*EXTRACTED TEXT*:
* * * *
So I'm home alone with a baby??
Wow, this is sketchy as helll
Have I already said that my boyfriend may or may not be bullet proof?
*laughs hysterically cuz I used to think I was wicked talented*
Come on, don't start shit. we like here.
Pls go away for a few more hours?
This is why we don't make friends, Kass.
I suck at life, Paige. Fo real 😂😂😂
Should I post my 12 am over sharing writing?
JOKES. I don't care and I'm gonna post them anyway.
Sometimes each breath slams into my lungs, like each muscular sacks of air is a locker room, filled with teenage boys having a towel whipping contest. These days, all I want is for the towel fight to go away. Even if it means that there's nothing going on there at all. Other days, breathing isn't even labor. In fact, it's almost energizing. These days, it's not even a worry to breathe. Each breath is a reminder that I'm alive and I feel and nothing can ever stop me. I pray that eventually those days will become a consistent. It will be easy and energizing to breath. But right now, more days than any, I'm in the middle. Each breath is a gentle labor, not fantastic and not beautiful. There's never been anything beautiful about this. It's just simple breaths. But with each breath, there's a reason. Him. I promised him I would never leave. I promised you. And I'd rather have welts inside my lungs from each whip of the towel than to know I hurt you. To know how lost you are. You are my reason to breathe on the bad days. You are the reason I can breathe so freely on the good. You are the reason air still fills my lungs, and the reason I'm not begging it to stop.
* * * *
*SUPPLIED INFORMATION*:

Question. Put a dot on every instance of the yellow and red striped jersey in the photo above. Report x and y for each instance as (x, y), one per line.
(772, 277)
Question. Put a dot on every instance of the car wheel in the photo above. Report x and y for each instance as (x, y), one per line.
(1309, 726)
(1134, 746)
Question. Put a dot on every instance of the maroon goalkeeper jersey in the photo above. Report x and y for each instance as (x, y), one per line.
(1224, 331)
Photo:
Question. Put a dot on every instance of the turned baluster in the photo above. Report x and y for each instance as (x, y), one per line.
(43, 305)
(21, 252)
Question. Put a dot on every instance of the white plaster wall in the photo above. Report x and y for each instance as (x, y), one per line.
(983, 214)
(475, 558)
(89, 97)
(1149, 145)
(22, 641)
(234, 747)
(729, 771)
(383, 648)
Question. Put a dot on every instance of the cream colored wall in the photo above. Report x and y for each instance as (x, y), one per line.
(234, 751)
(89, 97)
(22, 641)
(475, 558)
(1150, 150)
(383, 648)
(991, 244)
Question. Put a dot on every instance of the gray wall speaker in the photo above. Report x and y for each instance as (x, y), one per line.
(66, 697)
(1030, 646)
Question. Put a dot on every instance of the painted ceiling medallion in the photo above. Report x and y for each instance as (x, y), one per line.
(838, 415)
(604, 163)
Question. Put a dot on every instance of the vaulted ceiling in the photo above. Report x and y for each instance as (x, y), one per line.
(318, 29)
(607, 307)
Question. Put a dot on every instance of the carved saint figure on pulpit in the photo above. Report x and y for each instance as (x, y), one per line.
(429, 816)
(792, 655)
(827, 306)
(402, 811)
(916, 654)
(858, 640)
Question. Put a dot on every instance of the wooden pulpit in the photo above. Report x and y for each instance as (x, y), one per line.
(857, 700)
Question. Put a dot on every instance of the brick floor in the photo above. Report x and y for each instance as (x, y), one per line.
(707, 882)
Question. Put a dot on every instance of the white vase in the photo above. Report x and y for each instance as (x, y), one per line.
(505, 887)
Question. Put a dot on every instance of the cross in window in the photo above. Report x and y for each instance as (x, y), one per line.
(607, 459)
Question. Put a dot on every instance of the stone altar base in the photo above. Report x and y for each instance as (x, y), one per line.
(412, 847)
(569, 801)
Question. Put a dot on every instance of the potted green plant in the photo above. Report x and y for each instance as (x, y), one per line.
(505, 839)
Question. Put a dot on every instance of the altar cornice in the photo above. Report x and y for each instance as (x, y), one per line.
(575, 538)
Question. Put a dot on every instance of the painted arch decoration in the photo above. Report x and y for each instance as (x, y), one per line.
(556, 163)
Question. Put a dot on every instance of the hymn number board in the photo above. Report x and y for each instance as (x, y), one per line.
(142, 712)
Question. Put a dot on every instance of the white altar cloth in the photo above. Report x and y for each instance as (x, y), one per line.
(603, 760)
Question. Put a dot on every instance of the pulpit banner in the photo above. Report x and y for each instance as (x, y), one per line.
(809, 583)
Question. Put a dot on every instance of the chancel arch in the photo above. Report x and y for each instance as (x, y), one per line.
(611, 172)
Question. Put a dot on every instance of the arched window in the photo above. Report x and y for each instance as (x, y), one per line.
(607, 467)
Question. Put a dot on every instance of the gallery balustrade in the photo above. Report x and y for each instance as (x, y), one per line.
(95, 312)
* * * *
*EXERCISE*: Copy the post word for word, starting with "Wow, this is" and going on through "we like here.".

*SOLUTION TO THIS EXERCISE*:
Wow, this is sketchy as helll
Have I already said that my boyfriend may or may not be bullet proof?
*laughs hysterically cuz I used to think I was wicked talented*
Come on, don't start shit. we like here.